Check your understanding:
1 > Decide whether each statement agrees with the token reduction documentation, answering yes or no and quoting the deciding words: (a) SerializerConfig sets top_k to 10 by default. (b) When neither query_embedding nor query_text is supplied, the serializer retrieves memories by recency. (c) The system prompt is injected before every turn's context.
2 > Reproduce the token reduction documentation word for word from "include_phase True Prepend" to "to recency-sorted top-k.".

Extract to read:

▼

Skip to content

Token Reduction (semvec.token_reduction)

Utilities for serialising PSS state into compact LLM context and wiring real LLM endpoints behind SemvecChatProxy.

SemvecStateSerializer

Formats a SemvecState into a 150-350-token context string.

from semvec.token_reduction import SemvecStateSerializer, SerializerConfig

ser = SemvecStateSerializer(SerializerConfig(top_k=10, max_memory_chars=500))
context = ser.serialize(state, query_embedding=emb, last_response=prev)

SerializerConfig

Field Default Purpose
top_k 5 Number of retrieved memories included.
max_memory_chars 300 Per-memory truncation budget.
include_phase True Prepend phase + phase-specific prompt.

serialize(state, *, query_embedding=None, query_text=None, last_response=None) -> str

  • At least one of query_embedding / query_text should be provided for relevance-sorted retrieval. Without either, the serializer falls back to recency-sorted top-k.
  • last_response is included verbatim in the context (budget-checked).

SemvecChatProxy

Production-shaped chat loop: routes each turn through PSS-compressed context, stores Q&A chunks, tracks token counts.

from semvec.token_reduction import SemvecChatProxy, create_llm_client

llm = create_llm_client("openai")
proxy = SemvecChatProxy(llm_call=llm, system_prompt="You are a helpful assistant.")
result = proxy.chat("what's up with Q3?")

Constructor

Parameter Type Default Description
llm_call Callable[[list[ChatMessage]], str] | None built-in echo mock Your LLM callable.
system_prompt str "You are a helpful assistant." Injected before every turn's context.
pss_config SemvecConfig | None SemvecConfig() Internal state config.
serializer_config SerializerConfig | None defaults Context assembly config.

▲

Dataset excerpt:
▼

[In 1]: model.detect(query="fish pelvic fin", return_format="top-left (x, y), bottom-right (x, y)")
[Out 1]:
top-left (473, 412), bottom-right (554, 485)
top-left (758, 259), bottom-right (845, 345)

▲

Answers:
1 >
(a) No: "top_k 5 Number of retrieved memories included."
(b) Yes: "Without either, the serializer falls back to recency-sorted top-k."
(c) Yes: "Injected before every turn's context."

2 >
include_phase True Prepend phase + phase-specific prompt.

serialize(state, *, query_embedding=None, query_text=None, last_response=None) -> str

  • At least one of query_embedding / query_text should be provided for relevance-sorted retrieval. Without either, the serializer falls back to recency-sorted top-k.